» Written task: Nothing in the data should change when you return it, but leave the pictures out.

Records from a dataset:

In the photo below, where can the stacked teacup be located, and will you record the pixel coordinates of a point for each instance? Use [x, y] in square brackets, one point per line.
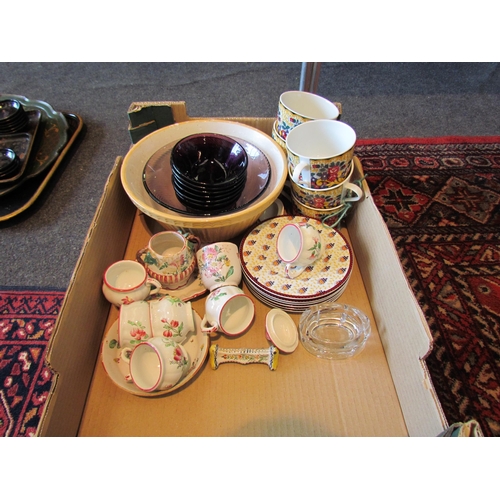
[228, 310]
[320, 152]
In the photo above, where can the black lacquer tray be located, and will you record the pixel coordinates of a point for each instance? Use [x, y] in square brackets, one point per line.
[23, 197]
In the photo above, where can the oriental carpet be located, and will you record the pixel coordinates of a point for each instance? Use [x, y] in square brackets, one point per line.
[440, 199]
[27, 320]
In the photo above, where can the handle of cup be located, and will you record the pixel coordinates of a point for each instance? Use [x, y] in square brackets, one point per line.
[293, 271]
[207, 327]
[355, 189]
[196, 242]
[155, 286]
[139, 255]
[125, 357]
[298, 170]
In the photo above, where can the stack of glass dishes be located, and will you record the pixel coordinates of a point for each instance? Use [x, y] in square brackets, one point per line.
[264, 272]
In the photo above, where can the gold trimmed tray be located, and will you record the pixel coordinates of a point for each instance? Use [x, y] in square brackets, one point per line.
[18, 201]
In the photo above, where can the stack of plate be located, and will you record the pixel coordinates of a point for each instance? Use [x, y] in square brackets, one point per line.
[264, 273]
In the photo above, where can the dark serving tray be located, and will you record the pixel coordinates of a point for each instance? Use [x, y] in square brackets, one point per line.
[21, 199]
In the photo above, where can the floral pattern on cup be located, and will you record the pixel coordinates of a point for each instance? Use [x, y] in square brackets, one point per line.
[217, 266]
[138, 332]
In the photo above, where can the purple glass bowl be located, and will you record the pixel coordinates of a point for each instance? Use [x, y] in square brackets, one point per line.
[209, 160]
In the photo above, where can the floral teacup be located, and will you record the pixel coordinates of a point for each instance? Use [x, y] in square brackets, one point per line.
[171, 318]
[134, 325]
[170, 258]
[155, 365]
[219, 265]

» Finished task:
In the photo below, where can the stacked teacup be located, and will you record the pixel coordinates of a point for each instance? Use [x, y] in square brackets, one point per line.
[228, 310]
[320, 152]
In the photo above, where can the black lacquer tray be located, and will you record the pixel coordinates of a point for each instance? Use [x, y] in square brackets, one point per line.
[23, 197]
In the photo above, where can the oriental carpet be located, and will you record the pixel coordinates of a point for each instance? Use [x, y] in square brackets, one point per line.
[440, 199]
[27, 320]
In the photo above, where can the handle of cup be located, and will you record the pixel coordinates of a point for each instance? Use [x, y] in square brackets, one point per line.
[293, 271]
[207, 327]
[355, 189]
[196, 242]
[155, 286]
[139, 255]
[125, 357]
[298, 170]
In the photo above, where can the stack of glass dishes be located, and will you record the pixel coordinates of a point for each instance? Use [x, y] in square brackets, one point per line.
[264, 272]
In the photo above, where can the gold trimmed tray be located, and will you record the pixel coordinates of a point for each instance? Use [x, y] in square brackets, one point per line.
[18, 201]
In the photo above, where can the stack of plate be located, and will you record the pixel coordinates of a point for each instance? Use [x, y] in square brackets, one point per line.
[264, 273]
In the photo above, where can the dark serving tray be located, and will you record the pixel coordinates of a point for each instance? Use [x, y] in square brackets, one point per line.
[21, 199]
In the photo above, where can the floral pattern on cup be located, and will you record the pixel coordinates of a point for each instance? Use [x, y] in square brackets, one point per line.
[217, 266]
[138, 332]
In the photo above, where can the purple glass bowl be located, and will you record the pixel coordinates of a point for each instance? Use [x, y] in square brackets, one point per line.
[209, 160]
In the photo above, where can the floral teacup be located, and will you record the pixel coordinates of a point for each instance? Use [x, y] in square brackets, one point per line.
[171, 318]
[134, 325]
[170, 258]
[155, 365]
[219, 265]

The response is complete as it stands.